◆ **Dataset records**
■ ■ ■ ■ ■

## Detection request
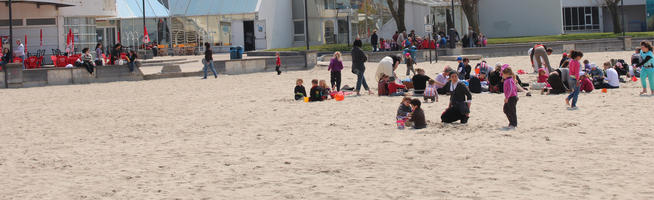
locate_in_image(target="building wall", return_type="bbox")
[0,3,60,54]
[231,20,245,47]
[479,0,563,38]
[403,2,432,38]
[59,0,117,18]
[258,0,293,49]
[562,0,645,7]
[602,5,647,32]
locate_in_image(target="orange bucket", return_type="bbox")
[601,88,608,93]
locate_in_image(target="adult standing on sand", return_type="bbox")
[375,54,402,82]
[529,43,553,73]
[352,39,373,95]
[441,72,472,124]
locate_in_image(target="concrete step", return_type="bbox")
[439,55,483,61]
[141,58,187,64]
[141,60,198,67]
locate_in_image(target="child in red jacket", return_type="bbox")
[388,76,407,96]
[275,52,282,75]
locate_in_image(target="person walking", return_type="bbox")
[203,42,217,79]
[14,40,26,68]
[371,30,379,52]
[352,39,373,95]
[637,41,654,95]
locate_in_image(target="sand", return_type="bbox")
[1,50,653,199]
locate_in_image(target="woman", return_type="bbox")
[441,72,472,124]
[1,48,11,66]
[110,43,122,65]
[352,39,372,95]
[547,71,567,94]
[126,50,138,73]
[328,51,344,91]
[95,43,103,66]
[529,43,553,73]
[203,42,217,79]
[636,41,654,95]
[374,54,402,82]
[80,48,95,74]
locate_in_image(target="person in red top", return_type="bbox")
[565,50,583,109]
[579,72,594,93]
[388,76,407,96]
[275,52,282,75]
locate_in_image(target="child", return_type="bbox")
[532,68,548,92]
[294,79,307,100]
[388,76,407,96]
[384,39,391,51]
[463,58,472,80]
[408,99,427,129]
[309,79,323,102]
[590,63,605,88]
[319,80,331,100]
[565,50,583,109]
[583,59,591,73]
[378,74,390,96]
[396,97,413,128]
[456,57,465,80]
[579,72,594,93]
[405,53,416,76]
[328,52,343,91]
[424,79,439,103]
[275,52,282,75]
[502,67,518,129]
[80,48,95,74]
[379,38,386,51]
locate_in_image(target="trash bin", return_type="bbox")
[236,46,243,59]
[229,46,237,60]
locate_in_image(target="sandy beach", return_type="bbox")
[1,50,653,199]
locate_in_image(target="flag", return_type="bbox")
[66,29,73,54]
[143,26,150,43]
[118,31,121,43]
[24,35,27,53]
[40,29,43,47]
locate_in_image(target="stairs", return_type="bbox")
[170,17,209,46]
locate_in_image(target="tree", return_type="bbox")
[386,0,406,32]
[604,0,623,33]
[460,0,480,33]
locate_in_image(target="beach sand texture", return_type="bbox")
[1,51,653,199]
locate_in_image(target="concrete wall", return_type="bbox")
[562,0,645,7]
[0,71,4,88]
[602,5,647,32]
[59,0,116,18]
[480,0,563,38]
[1,65,144,89]
[215,51,316,75]
[258,0,293,49]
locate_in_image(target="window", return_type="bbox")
[0,19,24,27]
[294,20,305,42]
[563,7,600,31]
[27,18,56,26]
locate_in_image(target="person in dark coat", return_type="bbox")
[441,72,473,124]
[371,30,379,52]
[110,43,122,65]
[408,99,427,129]
[547,71,568,94]
[352,39,372,95]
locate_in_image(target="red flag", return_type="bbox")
[118,31,121,43]
[24,35,27,53]
[40,29,43,47]
[143,26,150,43]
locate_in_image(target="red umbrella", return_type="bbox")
[117,31,121,43]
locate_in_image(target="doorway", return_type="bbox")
[243,21,255,51]
[324,20,335,44]
[96,27,116,54]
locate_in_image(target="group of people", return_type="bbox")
[369,27,487,52]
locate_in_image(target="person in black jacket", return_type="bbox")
[1,48,11,66]
[547,71,567,95]
[441,72,472,124]
[294,79,307,100]
[352,39,372,95]
[110,43,122,65]
[371,30,379,52]
[308,79,323,102]
[203,42,217,79]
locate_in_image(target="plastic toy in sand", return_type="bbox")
[601,88,608,93]
[304,97,309,102]
[517,70,526,75]
[334,93,345,101]
[632,76,638,82]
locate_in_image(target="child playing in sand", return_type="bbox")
[579,72,594,93]
[275,52,282,75]
[502,67,518,129]
[565,50,583,109]
[424,79,439,103]
[378,74,390,96]
[405,53,416,76]
[294,79,307,100]
[583,60,591,73]
[408,99,427,129]
[396,97,413,128]
[319,80,331,100]
[388,77,407,96]
[309,79,323,102]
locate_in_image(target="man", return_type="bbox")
[371,30,379,52]
[530,44,553,73]
[434,66,452,94]
[14,40,25,68]
[448,28,459,49]
[375,54,402,82]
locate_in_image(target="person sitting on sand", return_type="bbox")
[378,74,390,96]
[408,99,427,129]
[441,71,472,124]
[590,64,605,88]
[579,72,594,93]
[397,97,413,126]
[531,68,548,91]
[434,66,452,94]
[489,63,503,93]
[294,79,307,100]
[424,79,439,103]
[319,80,331,100]
[599,61,620,89]
[309,79,323,102]
[388,77,407,96]
[412,68,430,95]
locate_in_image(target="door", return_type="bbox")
[243,21,255,51]
[324,20,335,44]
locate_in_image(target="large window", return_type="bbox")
[64,17,97,53]
[563,7,600,31]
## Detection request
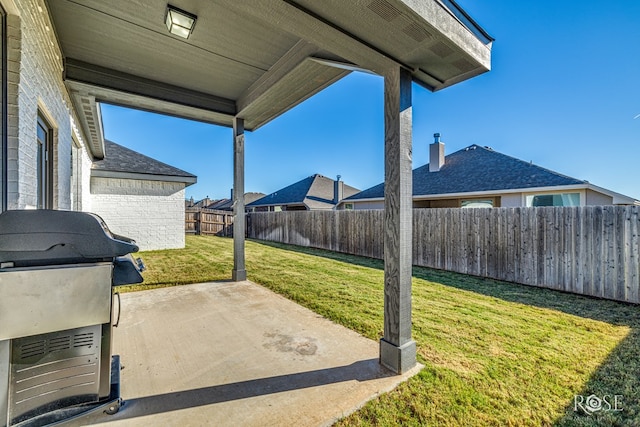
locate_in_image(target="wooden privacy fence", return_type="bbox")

■ ■ ■ ■ ■

◆ **TASK**
Without including any pictures, print each record exactly.

◆ **RESULT OF THIS TASK**
## Detection request
locate_in_image(target="building wall", return_type="bbox")
[0,3,60,54]
[231,20,245,47]
[479,0,563,38]
[403,2,432,38]
[59,0,117,18]
[258,0,293,49]
[562,0,645,7]
[602,5,647,32]
locate_in_image(target="orange bucket", return_type="bbox")
[601,88,608,93]
locate_in_image(target="adult standing on sand", return_type="bbox")
[375,54,402,82]
[529,43,553,73]
[352,39,373,95]
[441,72,472,124]
locate_in_image(target="concrete step", return_type="bbox")
[439,55,483,61]
[141,58,187,64]
[141,60,198,67]
locate_in_image(target="child in red jacket", return_type="bbox")
[388,76,407,96]
[275,52,282,75]
locate_in_image(target="person walking", return_type="bbox")
[203,42,217,79]
[14,40,26,68]
[371,30,379,52]
[352,39,373,95]
[637,41,654,95]
locate_in_image(target="sand", return_type="bbox")
[1,50,653,199]
locate_in_image(target="woman", return_type="bbox")
[441,72,472,124]
[1,48,11,66]
[110,43,122,65]
[352,39,372,95]
[547,71,567,94]
[126,50,138,73]
[328,51,344,91]
[95,43,103,66]
[529,43,553,73]
[203,42,217,79]
[636,41,654,95]
[374,54,402,82]
[80,48,95,74]
locate_in_image(target="person in red top", return_type="bbox")
[565,50,583,109]
[579,72,594,93]
[388,76,407,96]
[275,52,282,75]
locate_in_image(target="child", return_type="bbox")
[532,68,548,92]
[294,79,307,100]
[388,76,407,96]
[384,39,391,51]
[463,58,472,80]
[408,99,427,129]
[309,79,323,102]
[590,63,605,88]
[319,80,331,100]
[565,50,583,109]
[583,59,591,73]
[378,74,390,96]
[396,97,413,128]
[456,57,465,80]
[579,72,594,93]
[405,53,416,76]
[328,52,343,91]
[424,79,439,103]
[275,52,282,75]
[502,67,518,129]
[80,48,95,74]
[379,38,386,51]
locate_in_image(target="trash bin", return_type="bbox")
[236,46,243,59]
[229,46,237,60]
locate_in_image(target="sandy beach", return_type="bbox")
[1,50,653,199]
locate_in_image(target="flag", return_type="bbox")
[66,29,73,54]
[143,26,150,43]
[118,31,121,43]
[24,35,27,53]
[40,29,43,47]
locate_in_image(target="stairs", return_type="bbox")
[170,17,209,46]
locate_in_image(target="tree", return_type="bbox")
[386,0,406,32]
[604,0,623,33]
[460,0,480,33]
locate_in_image(target="beach sand texture", return_type="bbox")
[1,51,653,199]
locate_in_image(target="concrete wall", return_type="bbox")
[562,0,645,7]
[0,71,4,88]
[602,5,647,32]
[59,0,116,18]
[480,0,563,38]
[1,65,144,89]
[215,51,316,75]
[258,0,293,49]
locate_in_image(target="window", return_type="bbox")
[0,19,24,27]
[294,20,305,42]
[563,7,600,31]
[27,18,56,26]
locate_in_image(target="person in dark coat", return_type="bbox")
[441,72,473,124]
[371,30,379,52]
[110,43,122,65]
[408,99,427,129]
[547,71,568,94]
[352,39,372,95]
locate_in_image(target="red flag", return_type="bbox")
[118,31,121,43]
[24,35,27,53]
[40,29,43,47]
[143,26,150,43]
locate_in_image(target="red umbrella", return_type="bbox")
[117,31,121,43]
locate_in_image(target="doorway", return_type="bbox")
[243,21,255,51]
[324,20,335,44]
[96,27,116,54]
locate_in_image(target="group of people", return_type="bbox")
[369,27,487,52]
locate_in_image(target="person in black jacket", return_type="bbox")
[1,48,11,66]
[547,71,567,95]
[441,72,472,124]
[294,79,307,100]
[352,39,372,95]
[110,43,122,65]
[371,30,379,52]
[308,79,323,102]
[203,42,217,79]
locate_in_image(target="plastic toy in sand", return_type="bbox")
[601,88,608,93]
[304,97,309,102]
[517,70,526,75]
[334,93,345,101]
[632,76,638,82]
locate_in_image(target="child playing in sand", return_type="bbox")
[579,72,594,93]
[275,52,282,75]
[502,67,518,129]
[565,50,583,109]
[424,79,439,103]
[378,74,390,96]
[405,53,416,76]
[294,79,307,100]
[583,60,591,73]
[408,99,427,129]
[396,97,413,128]
[319,80,331,100]
[388,77,407,96]
[309,79,323,102]
locate_in_image(target="man", return_type="bbox")
[371,30,379,52]
[530,44,553,73]
[434,66,452,94]
[14,40,25,68]
[448,28,459,49]
[375,54,402,82]
locate_in_image(target="person sitting on sand", return_type="bbox")
[378,74,390,96]
[408,99,427,129]
[441,71,472,124]
[590,64,605,88]
[579,72,594,93]
[397,97,413,126]
[531,68,548,91]
[434,66,452,94]
[489,63,503,93]
[294,79,307,100]
[424,79,439,103]
[319,80,331,100]
[599,61,620,89]
[309,79,323,102]
[388,77,407,96]
[412,68,430,95]
locate_in_image(target="door", return_type="bbox")
[243,21,255,51]
[324,20,335,44]
locate_in_image(target="large window", return_type="bbox")
[64,17,97,53]
[563,7,600,31]
## Detection request
locate_in_image(target="wooden privacy fence", return_type="bbox")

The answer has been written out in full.